> _PROBLEM REQUIREMENTS_
Copy every line of the material below word for word, changing nothing.

::: PROVIDED DATA :::

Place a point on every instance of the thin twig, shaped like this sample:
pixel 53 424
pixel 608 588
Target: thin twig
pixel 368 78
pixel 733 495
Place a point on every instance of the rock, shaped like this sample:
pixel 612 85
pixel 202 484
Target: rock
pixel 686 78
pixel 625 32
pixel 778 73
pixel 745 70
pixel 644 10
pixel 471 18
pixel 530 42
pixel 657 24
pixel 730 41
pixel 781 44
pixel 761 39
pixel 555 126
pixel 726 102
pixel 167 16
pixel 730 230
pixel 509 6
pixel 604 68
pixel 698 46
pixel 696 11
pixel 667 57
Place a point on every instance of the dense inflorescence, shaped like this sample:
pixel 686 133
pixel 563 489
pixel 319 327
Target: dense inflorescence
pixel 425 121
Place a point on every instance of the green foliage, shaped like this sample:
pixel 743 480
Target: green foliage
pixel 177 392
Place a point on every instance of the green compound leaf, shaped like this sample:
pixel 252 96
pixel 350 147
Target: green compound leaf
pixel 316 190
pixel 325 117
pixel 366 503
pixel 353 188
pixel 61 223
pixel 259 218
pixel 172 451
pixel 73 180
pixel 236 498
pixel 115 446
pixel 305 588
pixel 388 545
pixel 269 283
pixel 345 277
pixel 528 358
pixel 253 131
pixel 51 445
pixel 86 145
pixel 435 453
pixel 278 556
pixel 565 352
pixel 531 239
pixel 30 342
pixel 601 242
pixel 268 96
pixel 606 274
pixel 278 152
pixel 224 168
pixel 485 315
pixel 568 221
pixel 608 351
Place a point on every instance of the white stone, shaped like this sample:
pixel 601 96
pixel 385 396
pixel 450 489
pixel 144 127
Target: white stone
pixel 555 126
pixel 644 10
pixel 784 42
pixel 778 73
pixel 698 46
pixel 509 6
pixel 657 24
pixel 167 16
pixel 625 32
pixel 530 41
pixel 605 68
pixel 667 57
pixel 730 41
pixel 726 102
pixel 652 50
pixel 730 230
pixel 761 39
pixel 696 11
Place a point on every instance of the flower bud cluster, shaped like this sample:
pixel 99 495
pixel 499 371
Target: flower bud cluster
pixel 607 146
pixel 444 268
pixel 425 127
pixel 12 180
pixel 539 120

:::

> _CORRECT RESULT_
Place a point on every instance of the thin twig, shaped like this sample:
pixel 53 424
pixel 608 588
Target: thin twig
pixel 368 78
pixel 733 495
Place a point on every instance of the rock, shaped like this sample:
pixel 612 85
pixel 202 484
Target: rock
pixel 686 78
pixel 625 32
pixel 778 73
pixel 745 70
pixel 644 10
pixel 471 18
pixel 530 42
pixel 657 24
pixel 730 41
pixel 781 44
pixel 761 39
pixel 555 126
pixel 726 102
pixel 167 16
pixel 730 230
pixel 509 6
pixel 604 68
pixel 698 46
pixel 696 11
pixel 667 57
Place a point on every instance of the dense inflorescence, shaped like this sample:
pixel 686 133
pixel 563 489
pixel 319 327
Target: dense inflorescence
pixel 425 121
Place a point on every instance of the green foliage, shaped like this sample:
pixel 743 480
Target: green foliage
pixel 177 392
Place a point on every instance of the green compound leaf, shaped like this sample:
pixel 252 96
pixel 350 147
Target: green compound leaf
pixel 316 190
pixel 325 117
pixel 366 503
pixel 353 188
pixel 61 223
pixel 259 218
pixel 172 451
pixel 73 180
pixel 236 498
pixel 115 446
pixel 305 588
pixel 388 545
pixel 269 283
pixel 345 277
pixel 528 358
pixel 253 131
pixel 51 445
pixel 86 145
pixel 435 453
pixel 278 556
pixel 565 352
pixel 531 239
pixel 30 342
pixel 601 242
pixel 268 96
pixel 606 274
pixel 278 152
pixel 224 168
pixel 485 315
pixel 568 221
pixel 608 351
Place a point on every instance of the white stone, shaped like this sample:
pixel 601 96
pixel 385 396
pixel 450 489
pixel 144 127
Target: white stone
pixel 555 126
pixel 644 10
pixel 784 42
pixel 778 73
pixel 698 46
pixel 509 6
pixel 657 24
pixel 167 16
pixel 625 32
pixel 530 41
pixel 605 68
pixel 667 57
pixel 730 41
pixel 726 102
pixel 652 50
pixel 730 230
pixel 761 39
pixel 696 11
Place a point on every instance of the flower bud cluster, shaped like this sample:
pixel 99 495
pixel 499 371
Target: flower bud cluster
pixel 607 146
pixel 444 268
pixel 425 127
pixel 12 180
pixel 539 120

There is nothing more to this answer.